▸ INPUT DATA:
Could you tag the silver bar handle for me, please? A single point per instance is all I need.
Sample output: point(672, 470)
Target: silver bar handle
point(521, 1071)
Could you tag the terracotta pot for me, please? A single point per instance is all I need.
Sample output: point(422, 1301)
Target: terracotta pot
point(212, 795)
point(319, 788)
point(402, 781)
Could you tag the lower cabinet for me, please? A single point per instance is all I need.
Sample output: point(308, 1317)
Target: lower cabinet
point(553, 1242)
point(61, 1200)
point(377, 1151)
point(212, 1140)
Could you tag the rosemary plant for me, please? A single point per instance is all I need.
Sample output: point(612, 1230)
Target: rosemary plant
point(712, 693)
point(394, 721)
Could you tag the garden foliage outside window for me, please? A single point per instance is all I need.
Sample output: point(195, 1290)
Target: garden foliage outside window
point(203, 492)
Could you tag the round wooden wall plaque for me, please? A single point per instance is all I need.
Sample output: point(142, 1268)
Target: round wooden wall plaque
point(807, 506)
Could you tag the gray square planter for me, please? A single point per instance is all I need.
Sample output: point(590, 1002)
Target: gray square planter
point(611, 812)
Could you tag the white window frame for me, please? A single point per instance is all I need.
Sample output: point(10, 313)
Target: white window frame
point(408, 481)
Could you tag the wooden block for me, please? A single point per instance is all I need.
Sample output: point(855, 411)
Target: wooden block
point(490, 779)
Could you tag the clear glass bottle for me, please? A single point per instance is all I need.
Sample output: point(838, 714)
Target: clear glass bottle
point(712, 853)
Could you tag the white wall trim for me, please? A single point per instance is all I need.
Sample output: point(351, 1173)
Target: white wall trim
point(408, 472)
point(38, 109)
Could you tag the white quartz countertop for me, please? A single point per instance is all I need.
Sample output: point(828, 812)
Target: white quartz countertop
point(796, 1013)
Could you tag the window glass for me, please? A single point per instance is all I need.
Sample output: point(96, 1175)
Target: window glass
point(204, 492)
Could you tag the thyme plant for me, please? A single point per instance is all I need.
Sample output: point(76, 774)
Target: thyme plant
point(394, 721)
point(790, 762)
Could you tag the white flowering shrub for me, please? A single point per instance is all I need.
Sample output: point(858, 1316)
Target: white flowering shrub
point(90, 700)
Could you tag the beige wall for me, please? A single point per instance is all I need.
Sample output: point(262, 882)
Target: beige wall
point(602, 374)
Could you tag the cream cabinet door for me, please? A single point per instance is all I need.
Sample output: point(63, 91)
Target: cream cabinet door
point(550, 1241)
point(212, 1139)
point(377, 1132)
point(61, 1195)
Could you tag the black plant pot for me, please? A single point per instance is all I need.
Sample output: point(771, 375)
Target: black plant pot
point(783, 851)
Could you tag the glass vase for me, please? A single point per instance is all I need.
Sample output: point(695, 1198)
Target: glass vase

▸ EXERCISE INSTRUCTIONS: Output every row above again, word for word, with nothing changed.

▸ RESPONSE:
Could you tag the silver bar handle for me, please? A single point per instance is all I need.
Sample output: point(672, 470)
Target: silver bar handle
point(521, 1071)
Could you tag the terracotta pot for me, please? A single point per instance is all I need.
Sample output: point(422, 1301)
Target: terracotta pot
point(212, 795)
point(319, 788)
point(402, 781)
Could you tag the lower cabinet for me, please? A single point per instance is all I need.
Sample output: point(308, 1317)
Target: lower cabinet
point(553, 1242)
point(61, 1200)
point(377, 1151)
point(212, 1140)
Could you tag the rosemary plant for me, please? A single point per instance is all I need.
Sample output: point(612, 1230)
Target: rosemary plant
point(712, 693)
point(394, 721)
Could you tag the garden foliage outside window for me, please? A single point per instance is all I need.
Sample output: point(195, 1290)
Target: garden foliage outside window
point(203, 492)
Could you tag the round wooden wall plaque for me, please? A single point per instance is all I need.
Sample output: point(142, 1268)
Target: round wooden wall plaque
point(807, 506)
Could you tag the gray square planter for me, please? A single point per instance is all I need.
Sample output: point(590, 1002)
Target: gray square planter
point(611, 812)
Could you tag the white window frame for me, please? A single point per instance is all I need.
Sample output: point(10, 313)
Target: white window frame
point(408, 481)
Could you tag the wooden block for me, please? A single point per instance is all I need.
Sample output: point(855, 411)
Target: wooden block
point(490, 779)
Could you tag the clear glass bottle for me, please? A single point per instance is all I need.
Sample output: point(838, 714)
Target: clear glass bottle
point(712, 853)
Could you tag the white wall trim for me, please? A single point per instance is all I need.
Sample output: point(351, 1173)
Target: white wall trim
point(408, 472)
point(38, 109)
Could you tag the white quartz countertop for me, please? A single point per instance is all I need.
Sample output: point(828, 812)
Target: white quartz countertop
point(796, 1013)
Could you tag the window glass for me, please? A single point per instance is all I need.
Sample output: point(96, 1175)
Target: window glass
point(204, 492)
Could you tag the thyme plant for me, please? A single point per instance is all I need.
Sample output: point(76, 774)
Target: thyme plant
point(394, 721)
point(790, 762)
Could you tag the white flowering shrub for me, please? A single point per instance is all I need.
Sample output: point(858, 1316)
Target: white flowering shrub
point(90, 700)
Could you tag the beige wall for me, please? A single point per instance is all I need.
Sample output: point(262, 882)
Target: beige wall
point(602, 374)
Could you tag the cream cabinet door for me, please? A single point per instance is all I need.
Sample output: point(63, 91)
Target: cream cabinet door
point(550, 1241)
point(212, 1139)
point(377, 1132)
point(61, 1195)
Could you tag the black plant pot for me, please? A single point per instance is all I need.
Sample output: point(771, 375)
Target: black plant pot
point(783, 851)
Could you tag the glass vase for me, please? A single point per instance is all I need.
Sample output: point(695, 1198)
Target: glass vase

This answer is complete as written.